SET TASK: Identify every line in the items below that contains the string "railing", treating uppercase and lowercase as different, and copy each of those lines.

(Excerpts from a detection dataset)

──────────

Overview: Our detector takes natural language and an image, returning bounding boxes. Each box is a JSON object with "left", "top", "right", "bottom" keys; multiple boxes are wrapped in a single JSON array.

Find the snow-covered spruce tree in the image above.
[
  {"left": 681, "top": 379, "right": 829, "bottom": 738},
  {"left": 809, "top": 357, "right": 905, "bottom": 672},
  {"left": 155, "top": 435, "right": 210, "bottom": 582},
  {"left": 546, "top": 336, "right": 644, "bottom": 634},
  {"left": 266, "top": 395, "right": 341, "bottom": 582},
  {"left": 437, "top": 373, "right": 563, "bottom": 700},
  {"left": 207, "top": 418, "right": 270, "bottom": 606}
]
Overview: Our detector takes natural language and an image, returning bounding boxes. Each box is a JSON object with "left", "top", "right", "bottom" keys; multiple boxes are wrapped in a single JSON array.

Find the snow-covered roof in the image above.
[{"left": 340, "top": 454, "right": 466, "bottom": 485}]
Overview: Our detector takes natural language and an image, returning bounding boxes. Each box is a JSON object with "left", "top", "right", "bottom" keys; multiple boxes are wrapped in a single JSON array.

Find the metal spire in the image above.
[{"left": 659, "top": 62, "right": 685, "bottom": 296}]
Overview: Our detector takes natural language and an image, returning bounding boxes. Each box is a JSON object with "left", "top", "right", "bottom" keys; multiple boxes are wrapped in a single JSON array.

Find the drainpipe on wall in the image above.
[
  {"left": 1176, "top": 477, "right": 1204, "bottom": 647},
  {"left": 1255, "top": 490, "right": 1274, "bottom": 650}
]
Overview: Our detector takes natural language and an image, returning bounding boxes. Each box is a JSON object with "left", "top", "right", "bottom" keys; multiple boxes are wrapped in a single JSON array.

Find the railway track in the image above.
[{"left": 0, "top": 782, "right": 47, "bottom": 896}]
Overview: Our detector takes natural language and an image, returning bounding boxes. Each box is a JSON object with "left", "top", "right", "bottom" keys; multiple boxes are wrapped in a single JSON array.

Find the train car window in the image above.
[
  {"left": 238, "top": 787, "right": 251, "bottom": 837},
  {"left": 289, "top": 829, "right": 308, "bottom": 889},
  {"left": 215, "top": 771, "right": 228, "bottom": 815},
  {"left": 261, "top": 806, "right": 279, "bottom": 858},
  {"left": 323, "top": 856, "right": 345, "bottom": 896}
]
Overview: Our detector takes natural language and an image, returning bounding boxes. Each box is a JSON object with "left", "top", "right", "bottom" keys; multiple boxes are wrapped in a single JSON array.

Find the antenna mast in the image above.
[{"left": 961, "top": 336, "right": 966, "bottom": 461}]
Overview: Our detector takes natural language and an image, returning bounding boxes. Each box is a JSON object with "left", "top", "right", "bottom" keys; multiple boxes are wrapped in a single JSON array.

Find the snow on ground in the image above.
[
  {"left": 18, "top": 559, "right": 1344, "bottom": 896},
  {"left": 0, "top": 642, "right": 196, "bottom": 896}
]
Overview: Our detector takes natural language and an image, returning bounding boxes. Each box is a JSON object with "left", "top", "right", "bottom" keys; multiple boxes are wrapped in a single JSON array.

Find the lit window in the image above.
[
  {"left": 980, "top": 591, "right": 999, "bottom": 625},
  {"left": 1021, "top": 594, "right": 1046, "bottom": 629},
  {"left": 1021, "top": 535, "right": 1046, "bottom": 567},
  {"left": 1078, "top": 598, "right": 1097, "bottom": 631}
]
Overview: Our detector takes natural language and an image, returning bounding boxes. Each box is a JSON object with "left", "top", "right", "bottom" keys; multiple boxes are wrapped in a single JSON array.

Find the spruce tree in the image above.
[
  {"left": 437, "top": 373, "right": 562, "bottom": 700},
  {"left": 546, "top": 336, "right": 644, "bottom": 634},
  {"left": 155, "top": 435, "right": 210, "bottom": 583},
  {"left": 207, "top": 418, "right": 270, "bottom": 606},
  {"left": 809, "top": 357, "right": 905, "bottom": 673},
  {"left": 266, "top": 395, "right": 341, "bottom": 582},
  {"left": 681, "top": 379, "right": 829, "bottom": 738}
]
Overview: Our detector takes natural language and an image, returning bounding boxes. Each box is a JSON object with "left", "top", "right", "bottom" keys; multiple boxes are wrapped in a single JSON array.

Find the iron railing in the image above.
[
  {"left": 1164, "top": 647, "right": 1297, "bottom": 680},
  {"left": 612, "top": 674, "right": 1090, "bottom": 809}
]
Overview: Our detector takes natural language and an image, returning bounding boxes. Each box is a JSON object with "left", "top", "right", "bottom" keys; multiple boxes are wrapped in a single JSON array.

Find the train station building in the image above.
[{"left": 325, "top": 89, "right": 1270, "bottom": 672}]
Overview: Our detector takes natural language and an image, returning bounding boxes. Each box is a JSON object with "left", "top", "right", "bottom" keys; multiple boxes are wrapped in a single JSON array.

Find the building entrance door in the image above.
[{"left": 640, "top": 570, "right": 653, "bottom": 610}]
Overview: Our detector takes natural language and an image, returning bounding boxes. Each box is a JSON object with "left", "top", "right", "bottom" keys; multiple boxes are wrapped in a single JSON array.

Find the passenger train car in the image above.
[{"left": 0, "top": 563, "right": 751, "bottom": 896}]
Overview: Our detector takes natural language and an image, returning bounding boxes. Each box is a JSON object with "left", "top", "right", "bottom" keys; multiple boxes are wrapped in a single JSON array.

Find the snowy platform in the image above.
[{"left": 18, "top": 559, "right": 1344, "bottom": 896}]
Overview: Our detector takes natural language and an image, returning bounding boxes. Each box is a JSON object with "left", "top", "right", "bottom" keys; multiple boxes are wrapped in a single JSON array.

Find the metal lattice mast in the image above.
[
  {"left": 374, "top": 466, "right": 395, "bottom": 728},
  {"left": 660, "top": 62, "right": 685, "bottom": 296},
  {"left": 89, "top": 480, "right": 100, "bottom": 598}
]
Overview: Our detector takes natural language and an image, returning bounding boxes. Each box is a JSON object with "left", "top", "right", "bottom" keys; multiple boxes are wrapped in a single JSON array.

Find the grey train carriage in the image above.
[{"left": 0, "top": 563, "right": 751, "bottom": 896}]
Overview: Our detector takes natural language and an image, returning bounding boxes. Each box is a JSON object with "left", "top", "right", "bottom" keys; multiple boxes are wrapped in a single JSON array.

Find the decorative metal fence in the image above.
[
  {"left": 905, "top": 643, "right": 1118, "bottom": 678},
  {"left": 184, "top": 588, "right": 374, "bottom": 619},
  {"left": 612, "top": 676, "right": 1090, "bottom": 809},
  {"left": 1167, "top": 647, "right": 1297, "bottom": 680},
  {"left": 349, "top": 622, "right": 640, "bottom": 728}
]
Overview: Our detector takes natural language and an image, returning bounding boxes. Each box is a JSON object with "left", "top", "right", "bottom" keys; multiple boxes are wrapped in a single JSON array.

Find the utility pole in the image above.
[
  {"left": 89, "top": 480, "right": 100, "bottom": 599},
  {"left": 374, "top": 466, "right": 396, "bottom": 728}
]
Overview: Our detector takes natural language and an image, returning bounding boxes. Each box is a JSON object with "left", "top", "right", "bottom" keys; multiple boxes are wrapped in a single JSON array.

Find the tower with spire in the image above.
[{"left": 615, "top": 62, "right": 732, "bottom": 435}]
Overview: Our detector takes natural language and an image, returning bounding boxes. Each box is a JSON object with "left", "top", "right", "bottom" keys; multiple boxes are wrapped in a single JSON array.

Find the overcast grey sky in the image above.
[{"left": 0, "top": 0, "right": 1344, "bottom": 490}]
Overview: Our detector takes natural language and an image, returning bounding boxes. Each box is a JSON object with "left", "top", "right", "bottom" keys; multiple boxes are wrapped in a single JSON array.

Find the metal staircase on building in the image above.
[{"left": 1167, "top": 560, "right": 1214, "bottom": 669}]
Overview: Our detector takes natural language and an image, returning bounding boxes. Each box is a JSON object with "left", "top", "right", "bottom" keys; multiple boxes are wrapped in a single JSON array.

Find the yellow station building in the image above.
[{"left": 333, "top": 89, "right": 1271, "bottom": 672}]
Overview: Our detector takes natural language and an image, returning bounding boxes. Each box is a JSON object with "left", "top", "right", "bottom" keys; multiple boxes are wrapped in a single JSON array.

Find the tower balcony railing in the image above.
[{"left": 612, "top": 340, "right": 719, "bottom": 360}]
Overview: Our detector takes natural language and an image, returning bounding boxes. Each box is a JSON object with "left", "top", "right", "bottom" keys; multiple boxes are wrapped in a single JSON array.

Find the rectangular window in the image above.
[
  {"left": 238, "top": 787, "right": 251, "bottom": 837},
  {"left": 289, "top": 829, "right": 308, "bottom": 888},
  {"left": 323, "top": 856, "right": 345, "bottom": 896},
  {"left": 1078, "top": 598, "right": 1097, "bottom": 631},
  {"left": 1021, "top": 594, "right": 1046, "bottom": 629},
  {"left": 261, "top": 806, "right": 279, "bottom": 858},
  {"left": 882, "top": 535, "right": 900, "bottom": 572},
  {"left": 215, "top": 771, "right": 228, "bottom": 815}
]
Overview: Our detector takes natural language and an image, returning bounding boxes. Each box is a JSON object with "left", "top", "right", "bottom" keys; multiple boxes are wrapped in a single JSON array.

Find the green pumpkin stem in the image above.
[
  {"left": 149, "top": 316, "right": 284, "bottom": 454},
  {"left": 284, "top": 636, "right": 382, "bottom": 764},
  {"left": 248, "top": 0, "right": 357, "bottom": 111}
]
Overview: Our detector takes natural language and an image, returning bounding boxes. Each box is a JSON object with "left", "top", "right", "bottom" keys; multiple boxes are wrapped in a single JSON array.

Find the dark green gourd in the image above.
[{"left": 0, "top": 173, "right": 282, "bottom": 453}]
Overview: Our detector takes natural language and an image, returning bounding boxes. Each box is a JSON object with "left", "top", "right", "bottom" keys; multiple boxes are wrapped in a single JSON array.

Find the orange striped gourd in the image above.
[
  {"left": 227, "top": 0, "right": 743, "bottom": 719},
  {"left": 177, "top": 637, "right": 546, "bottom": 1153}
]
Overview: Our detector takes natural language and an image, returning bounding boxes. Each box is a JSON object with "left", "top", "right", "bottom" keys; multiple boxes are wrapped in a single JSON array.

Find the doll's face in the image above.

──────────

WRITTEN ANSWER:
Find the iron railing in the image above.
Find the tower balcony railing in the image above.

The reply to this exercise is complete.